⟨

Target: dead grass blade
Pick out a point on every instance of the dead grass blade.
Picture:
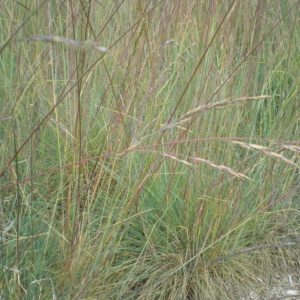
(220, 167)
(226, 102)
(84, 45)
(265, 151)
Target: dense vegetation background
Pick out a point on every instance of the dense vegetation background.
(134, 173)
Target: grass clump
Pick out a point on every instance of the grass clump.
(149, 149)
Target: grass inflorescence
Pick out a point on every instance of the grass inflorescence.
(149, 149)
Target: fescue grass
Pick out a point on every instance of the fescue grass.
(149, 149)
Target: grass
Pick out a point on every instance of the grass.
(149, 149)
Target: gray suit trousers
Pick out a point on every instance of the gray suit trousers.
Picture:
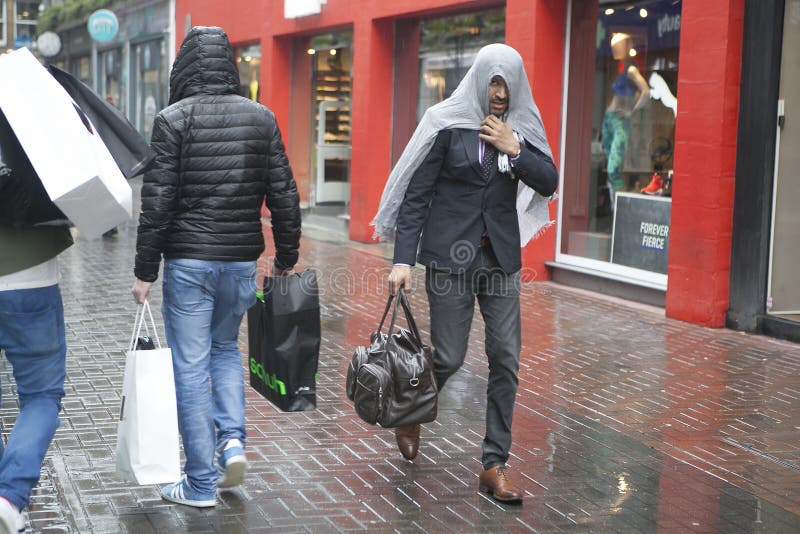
(452, 303)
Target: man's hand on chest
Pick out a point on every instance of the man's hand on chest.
(499, 134)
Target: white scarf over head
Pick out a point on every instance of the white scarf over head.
(466, 108)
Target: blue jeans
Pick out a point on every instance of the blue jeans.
(32, 336)
(203, 306)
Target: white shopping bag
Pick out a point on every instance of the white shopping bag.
(75, 167)
(147, 435)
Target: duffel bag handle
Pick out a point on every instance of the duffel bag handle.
(403, 300)
(386, 312)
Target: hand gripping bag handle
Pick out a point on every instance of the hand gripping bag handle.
(401, 299)
(139, 321)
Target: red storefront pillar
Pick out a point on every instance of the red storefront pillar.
(371, 116)
(536, 29)
(705, 160)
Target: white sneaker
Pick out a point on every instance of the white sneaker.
(233, 464)
(11, 521)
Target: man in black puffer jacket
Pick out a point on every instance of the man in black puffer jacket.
(218, 157)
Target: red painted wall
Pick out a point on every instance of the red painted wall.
(708, 88)
(705, 160)
(534, 27)
(537, 29)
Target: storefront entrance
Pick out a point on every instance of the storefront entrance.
(330, 107)
(783, 297)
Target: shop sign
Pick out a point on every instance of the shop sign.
(103, 25)
(49, 44)
(293, 9)
(640, 237)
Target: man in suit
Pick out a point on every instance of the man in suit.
(461, 202)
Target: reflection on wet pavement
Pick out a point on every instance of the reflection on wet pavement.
(625, 422)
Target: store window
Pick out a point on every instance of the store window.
(620, 136)
(27, 12)
(248, 61)
(448, 46)
(148, 83)
(109, 78)
(331, 73)
(80, 67)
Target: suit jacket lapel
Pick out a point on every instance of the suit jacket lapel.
(470, 141)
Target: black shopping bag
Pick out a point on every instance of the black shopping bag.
(284, 338)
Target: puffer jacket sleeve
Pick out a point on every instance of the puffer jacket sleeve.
(283, 202)
(159, 200)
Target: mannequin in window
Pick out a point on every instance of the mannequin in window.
(630, 92)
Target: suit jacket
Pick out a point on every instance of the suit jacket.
(451, 205)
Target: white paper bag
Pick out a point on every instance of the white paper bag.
(74, 165)
(147, 435)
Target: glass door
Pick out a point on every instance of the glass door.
(332, 68)
(784, 292)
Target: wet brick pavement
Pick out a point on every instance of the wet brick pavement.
(625, 422)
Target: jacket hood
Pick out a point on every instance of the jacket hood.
(204, 65)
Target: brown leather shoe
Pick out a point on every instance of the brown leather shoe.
(407, 438)
(495, 481)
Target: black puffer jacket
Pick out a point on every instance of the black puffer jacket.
(218, 157)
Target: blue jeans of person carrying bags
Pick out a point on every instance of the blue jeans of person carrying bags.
(32, 336)
(203, 306)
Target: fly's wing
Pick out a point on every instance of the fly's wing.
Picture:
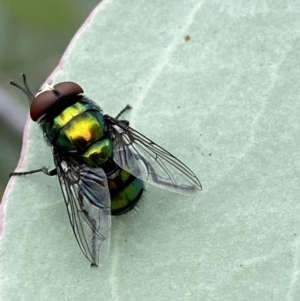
(149, 162)
(87, 199)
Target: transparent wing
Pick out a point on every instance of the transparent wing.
(87, 199)
(149, 162)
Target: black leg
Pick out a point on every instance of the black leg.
(44, 170)
(128, 107)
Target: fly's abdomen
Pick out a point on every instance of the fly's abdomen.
(125, 191)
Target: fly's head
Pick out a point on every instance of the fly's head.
(47, 98)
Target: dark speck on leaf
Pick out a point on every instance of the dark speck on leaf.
(187, 38)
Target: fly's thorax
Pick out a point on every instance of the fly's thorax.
(76, 127)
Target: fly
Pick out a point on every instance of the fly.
(101, 162)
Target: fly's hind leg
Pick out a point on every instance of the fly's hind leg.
(128, 107)
(44, 170)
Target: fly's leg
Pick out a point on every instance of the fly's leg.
(44, 170)
(128, 107)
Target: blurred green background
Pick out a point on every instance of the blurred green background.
(33, 36)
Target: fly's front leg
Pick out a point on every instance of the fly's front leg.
(128, 107)
(44, 170)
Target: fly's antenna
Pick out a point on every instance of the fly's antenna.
(24, 89)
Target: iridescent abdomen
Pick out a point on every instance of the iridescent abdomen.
(125, 191)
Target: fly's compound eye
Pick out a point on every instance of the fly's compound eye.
(45, 100)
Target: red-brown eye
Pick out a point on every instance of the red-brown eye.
(44, 101)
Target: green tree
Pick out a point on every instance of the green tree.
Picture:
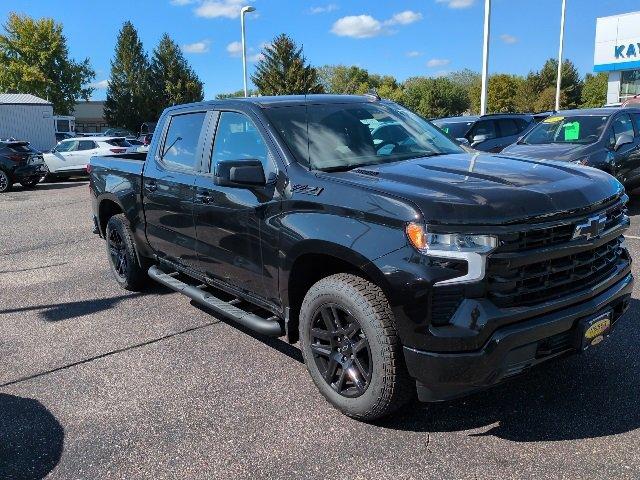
(434, 97)
(284, 70)
(594, 90)
(35, 59)
(172, 80)
(128, 100)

⟩

Work to complete
Output only the lines from the one that contains "Target: fly's front leg" to the end of the entries above, both end lines included, and drop the pictures.

Problem solution
Target: fly's front leg
Pick out a point on every instance of the fly's front leg.
(128, 107)
(44, 170)
Target: fly's antenna
Pick out a point on every instance of the fly's antenna.
(24, 89)
Target: iridescent abdomen
Pick out a point on every instance of the iridescent abdomen.
(125, 191)
Target: fly's compound eye
Pick out a point on every instance of the fly's compound eye.
(45, 100)
Target: red-brown eye
Pick out a point on every instance of the red-brown eye.
(44, 101)
Target: green tree
Pick out a point on every instance of the green tree.
Picture:
(434, 97)
(284, 70)
(594, 90)
(35, 59)
(172, 80)
(128, 100)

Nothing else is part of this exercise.